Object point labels
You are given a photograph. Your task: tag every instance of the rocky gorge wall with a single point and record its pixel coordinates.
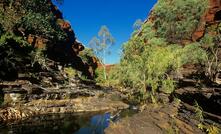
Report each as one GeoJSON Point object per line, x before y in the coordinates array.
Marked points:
{"type": "Point", "coordinates": [63, 51]}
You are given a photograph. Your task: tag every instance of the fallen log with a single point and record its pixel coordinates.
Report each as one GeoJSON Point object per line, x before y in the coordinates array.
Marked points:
{"type": "Point", "coordinates": [193, 109]}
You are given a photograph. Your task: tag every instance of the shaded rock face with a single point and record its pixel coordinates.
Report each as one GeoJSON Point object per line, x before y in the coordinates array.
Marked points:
{"type": "Point", "coordinates": [211, 17]}
{"type": "Point", "coordinates": [64, 51]}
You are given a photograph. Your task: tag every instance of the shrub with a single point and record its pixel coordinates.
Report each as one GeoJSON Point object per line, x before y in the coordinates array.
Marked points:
{"type": "Point", "coordinates": [177, 19]}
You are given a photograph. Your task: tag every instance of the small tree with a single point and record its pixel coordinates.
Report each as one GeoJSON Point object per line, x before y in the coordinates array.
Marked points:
{"type": "Point", "coordinates": [101, 45]}
{"type": "Point", "coordinates": [138, 24]}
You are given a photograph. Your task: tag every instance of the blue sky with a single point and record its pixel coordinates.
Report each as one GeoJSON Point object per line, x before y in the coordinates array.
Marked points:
{"type": "Point", "coordinates": [87, 16]}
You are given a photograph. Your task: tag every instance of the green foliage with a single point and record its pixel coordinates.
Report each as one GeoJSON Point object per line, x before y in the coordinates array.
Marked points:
{"type": "Point", "coordinates": [42, 25]}
{"type": "Point", "coordinates": [38, 57]}
{"type": "Point", "coordinates": [101, 46]}
{"type": "Point", "coordinates": [137, 25]}
{"type": "Point", "coordinates": [70, 72]}
{"type": "Point", "coordinates": [148, 61]}
{"type": "Point", "coordinates": [177, 19]}
{"type": "Point", "coordinates": [13, 51]}
{"type": "Point", "coordinates": [199, 112]}
{"type": "Point", "coordinates": [213, 65]}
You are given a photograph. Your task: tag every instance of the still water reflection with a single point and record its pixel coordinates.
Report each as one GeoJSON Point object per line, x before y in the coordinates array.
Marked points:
{"type": "Point", "coordinates": [59, 124]}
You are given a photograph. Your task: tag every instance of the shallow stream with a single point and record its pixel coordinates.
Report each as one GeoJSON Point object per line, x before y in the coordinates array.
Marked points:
{"type": "Point", "coordinates": [64, 123]}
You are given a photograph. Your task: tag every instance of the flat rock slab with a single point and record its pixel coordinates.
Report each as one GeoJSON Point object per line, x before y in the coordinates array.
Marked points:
{"type": "Point", "coordinates": [79, 105]}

**WHAT NEEDS TO BE DONE**
Give every line of the records above as a numbered list, skipping any blank lines. Leave the pictures out of your answer.

**RIGHT ANSWER**
1. You are given a photograph. Your task: tag every instance of the rocky gorge wall with a single point and record its pixel coordinates.
2. Report each as one GeoJSON Point object per line, x before y in the coordinates array.
3. Marked points:
4. {"type": "Point", "coordinates": [63, 51]}
5. You are given a photograph. Your task: tag every instance of the fallen log with a single point and record its pixel coordinates.
6. Report each as one GeoJSON Point object per line, x before y in the coordinates array.
7. Marked points:
8. {"type": "Point", "coordinates": [193, 109]}
9. You are given a photograph. Your task: tag every instance of the shaded rock face with a single point and record its pixel coordinates.
10. Report each as one GeoJSON Point object per line, x before y in the coordinates array.
11. Marked points:
12. {"type": "Point", "coordinates": [211, 17]}
13. {"type": "Point", "coordinates": [64, 51]}
14. You are given a photograph. Your task: tag every instance of the shrub with a single point and record its pixel coordinates.
15. Report each as one GeoJSON Point object per line, x before y in the coordinates array.
16. Marked points:
17. {"type": "Point", "coordinates": [177, 19]}
18. You are given a photograph. Your task: tag every instance of the small tree with a single point and record its pixel coordinates.
19. Report each as one GeoJSON Point object per line, x before y in the coordinates array.
20. Marked points:
21. {"type": "Point", "coordinates": [101, 45]}
22. {"type": "Point", "coordinates": [138, 24]}
23. You are given a photograph. Your task: tag every instance of the blue sky with a single point and record its pixel coordinates.
24. Report each as one GeoJSON Point object per line, x before y in the coordinates array.
25. Marked points:
26. {"type": "Point", "coordinates": [87, 16]}
27. You are given a photograph. Your task: tag every instance of the green foliage with a single point and record its pixel coordinates.
28. Report each as one GeoJSON Point object per line, x before y in the coordinates array.
29. Marked points:
30. {"type": "Point", "coordinates": [42, 25]}
31. {"type": "Point", "coordinates": [38, 57]}
32. {"type": "Point", "coordinates": [101, 46]}
33. {"type": "Point", "coordinates": [137, 25]}
34. {"type": "Point", "coordinates": [70, 72]}
35. {"type": "Point", "coordinates": [148, 61]}
36. {"type": "Point", "coordinates": [177, 19]}
37. {"type": "Point", "coordinates": [13, 51]}
38. {"type": "Point", "coordinates": [199, 112]}
39. {"type": "Point", "coordinates": [213, 65]}
40. You are given a photograph. Your task: tag every instance of the still water reflection with a single point and record its pixel coordinates.
41. Report each as one GeoJSON Point object per line, x before y in the coordinates array.
42. Marked points:
43. {"type": "Point", "coordinates": [59, 124]}
44. You are given a photograph. Your task: tag every instance of the shallow stream with a single point and record its pixel coordinates.
45. Report each as one GeoJSON Point object per line, x before y in the coordinates array.
46. Marked points:
47. {"type": "Point", "coordinates": [64, 123]}
48. You are given a photograph. Your task: tag every instance of the flat rock slab with a single point and record its pixel coordinates.
49. Report each as one GeoJSON Point object per line, x before y in the coordinates array.
50. Marked points:
51. {"type": "Point", "coordinates": [79, 105]}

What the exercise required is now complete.